**Problem description:**
Continue the piece on growing emotional distance in a marriage, starting after its last sentence.

**Document extract:**
-- Opening Marker --
You went into this marriage with both of your eyes wide open. You had your checklist and assumed if your fiance possessed all those “must-have qualities you’ be that married couple sitting on a porch swing well into your golden years with your beloved, holding hands and communicating through, thoughtful non-verbal gazes.
Of course no one could have prepared you for life’s proverbial curve balls that seemed like bad plots out of a melodramatic screenplay and so far form your reality when you said I do. Still here you are years later, married and feeling anything but wedded bliss. Between dashed careers, kids, mounting bills and basic life stuff your happily ever after is on hold. And that sense that you could unload your every last crappy feeling onto your partner has been replaced by a feeling of disconnection and apathy. Your attempts to talk and share have fallen on deaf ears so many times that you no longer feel a need to mend and work on your problems. Sure you still share a bed, but the emotional chasm which stretches between the two of you each night as you lay down seems like it will be increasingly harder to breach.
-- Closing Marker --
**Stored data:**
-- Opening Marker --
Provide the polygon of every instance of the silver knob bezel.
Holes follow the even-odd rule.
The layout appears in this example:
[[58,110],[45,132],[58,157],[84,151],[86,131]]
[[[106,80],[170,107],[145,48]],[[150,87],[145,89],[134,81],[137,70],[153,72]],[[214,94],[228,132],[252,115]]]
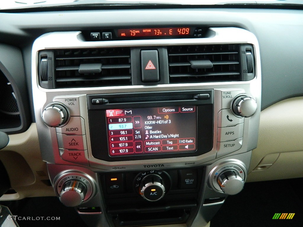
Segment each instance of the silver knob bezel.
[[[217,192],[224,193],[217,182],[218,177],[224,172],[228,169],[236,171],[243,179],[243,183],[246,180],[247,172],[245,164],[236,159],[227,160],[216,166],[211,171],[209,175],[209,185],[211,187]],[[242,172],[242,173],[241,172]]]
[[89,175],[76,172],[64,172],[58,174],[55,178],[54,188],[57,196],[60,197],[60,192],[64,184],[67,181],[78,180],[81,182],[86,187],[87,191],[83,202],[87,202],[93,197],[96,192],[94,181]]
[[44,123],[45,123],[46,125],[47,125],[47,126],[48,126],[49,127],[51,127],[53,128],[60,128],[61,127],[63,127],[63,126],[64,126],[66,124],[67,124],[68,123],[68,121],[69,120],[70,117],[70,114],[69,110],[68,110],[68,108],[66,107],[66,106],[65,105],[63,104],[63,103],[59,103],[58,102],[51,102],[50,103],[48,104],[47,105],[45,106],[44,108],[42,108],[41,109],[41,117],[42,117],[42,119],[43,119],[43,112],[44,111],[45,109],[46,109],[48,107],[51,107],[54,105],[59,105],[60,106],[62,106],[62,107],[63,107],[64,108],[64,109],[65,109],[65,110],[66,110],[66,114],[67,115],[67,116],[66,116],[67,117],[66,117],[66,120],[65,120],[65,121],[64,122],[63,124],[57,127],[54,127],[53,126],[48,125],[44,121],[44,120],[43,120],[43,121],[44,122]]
-- Closing Marker --
-- Opening Marker --
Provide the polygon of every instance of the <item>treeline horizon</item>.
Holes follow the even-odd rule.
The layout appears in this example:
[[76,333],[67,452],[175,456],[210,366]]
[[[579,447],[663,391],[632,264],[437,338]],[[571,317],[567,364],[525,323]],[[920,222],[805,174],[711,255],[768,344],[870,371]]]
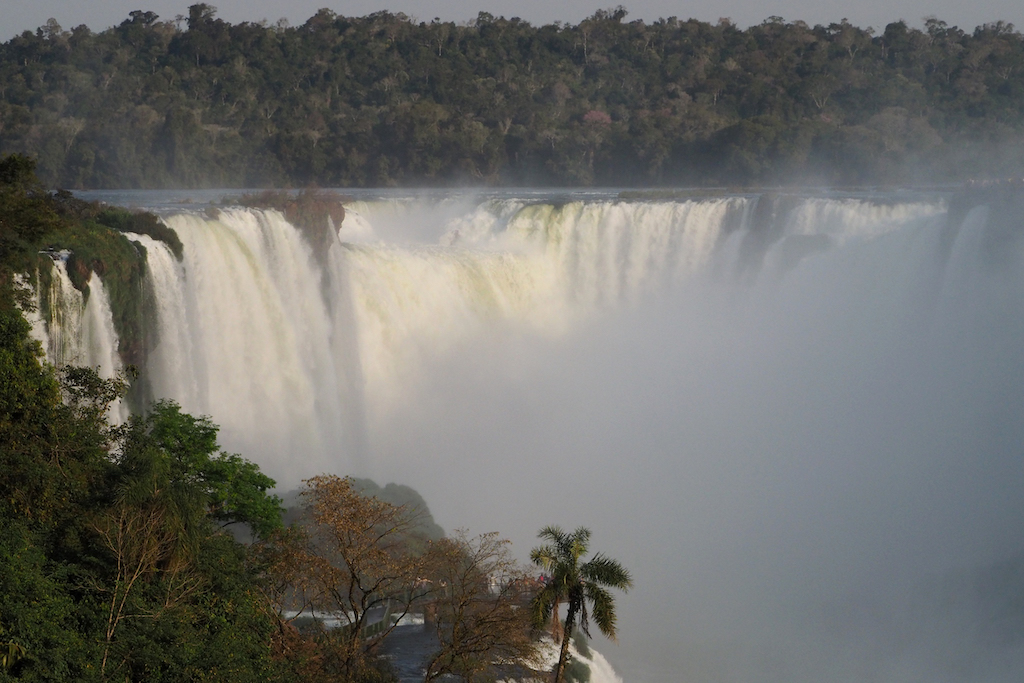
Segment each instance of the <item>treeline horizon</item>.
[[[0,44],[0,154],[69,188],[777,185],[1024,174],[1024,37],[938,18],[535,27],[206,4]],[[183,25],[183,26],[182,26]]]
-- Closing Marker --
-- Opening Marker --
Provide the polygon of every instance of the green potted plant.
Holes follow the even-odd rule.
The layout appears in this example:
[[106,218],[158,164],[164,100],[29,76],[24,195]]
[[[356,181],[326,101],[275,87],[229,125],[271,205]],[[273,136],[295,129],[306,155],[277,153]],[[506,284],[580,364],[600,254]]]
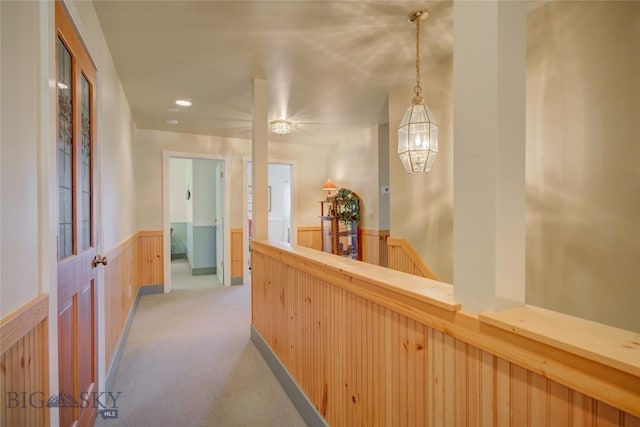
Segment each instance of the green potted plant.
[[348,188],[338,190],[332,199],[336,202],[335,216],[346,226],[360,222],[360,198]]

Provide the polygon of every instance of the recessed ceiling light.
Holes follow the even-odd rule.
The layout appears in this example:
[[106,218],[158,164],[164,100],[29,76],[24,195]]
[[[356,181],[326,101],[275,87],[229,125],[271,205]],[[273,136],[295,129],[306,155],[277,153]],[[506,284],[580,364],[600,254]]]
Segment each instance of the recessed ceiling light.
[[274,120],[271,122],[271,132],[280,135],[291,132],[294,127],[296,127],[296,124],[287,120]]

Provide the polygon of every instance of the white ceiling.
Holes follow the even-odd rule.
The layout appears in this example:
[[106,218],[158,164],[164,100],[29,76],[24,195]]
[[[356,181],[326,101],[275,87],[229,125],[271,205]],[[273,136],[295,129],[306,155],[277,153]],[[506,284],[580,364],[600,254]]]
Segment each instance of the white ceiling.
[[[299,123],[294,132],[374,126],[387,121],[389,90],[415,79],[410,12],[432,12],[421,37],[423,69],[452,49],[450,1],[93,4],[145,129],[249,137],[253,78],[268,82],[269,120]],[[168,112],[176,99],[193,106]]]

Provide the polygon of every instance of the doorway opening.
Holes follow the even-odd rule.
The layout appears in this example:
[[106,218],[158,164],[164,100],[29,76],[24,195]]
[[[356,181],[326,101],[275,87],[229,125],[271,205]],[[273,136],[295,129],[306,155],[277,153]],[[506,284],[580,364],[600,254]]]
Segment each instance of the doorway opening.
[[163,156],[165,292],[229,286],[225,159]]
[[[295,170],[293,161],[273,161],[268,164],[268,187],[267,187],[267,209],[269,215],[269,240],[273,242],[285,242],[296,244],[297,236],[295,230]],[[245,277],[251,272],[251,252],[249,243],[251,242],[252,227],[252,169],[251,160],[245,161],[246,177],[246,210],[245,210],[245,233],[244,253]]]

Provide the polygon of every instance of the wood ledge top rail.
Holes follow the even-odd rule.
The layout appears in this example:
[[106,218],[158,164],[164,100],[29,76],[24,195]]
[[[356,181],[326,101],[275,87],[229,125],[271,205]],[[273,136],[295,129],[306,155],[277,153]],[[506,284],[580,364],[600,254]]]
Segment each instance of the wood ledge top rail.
-- Closing Marker --
**Response to the task:**
And while you may have read every self-help book out there to find a way to mend your very shaky union, sometimes hearing words of wisdom from someone who has actually been there and done that as opposed to a self help talking head guru can give you a greater understanding of how to apply those same lessons learned in your own marriage.
Having stayed married twice in the course of their 62 years, 15 days, 23 hours, and 15 minutes, Lois Tschetter Hjelmstad, author of the award-winning This Path We Share: Reflecting on 60 Years of Marriage, www.ThisPathWeShare.com believes her union was well worth weathering the storm and the ugly word divorce that popped up in heated conversations during years 23 and 33.
I met Les when I was 16 and we knew by our third date that we would marry. We were married two weeks before I turned 18 (Les was 26) and had our daughter when I was 21. Our three boys were born when I was 23, 25, and 27,” says Ms. Tschetter Hjelmstad.
But it wasn’t all roses and wine according to Ms. Lois Tschetter Hjelmstad. They had problems with money. There was none. They had four children in six years. She suffered depression. And then I was diagnosed with chronic fatigue syndrome at age 58 and breast cancer at age 59. We traveled 400,000 miles by car the ultimate test of togetherness.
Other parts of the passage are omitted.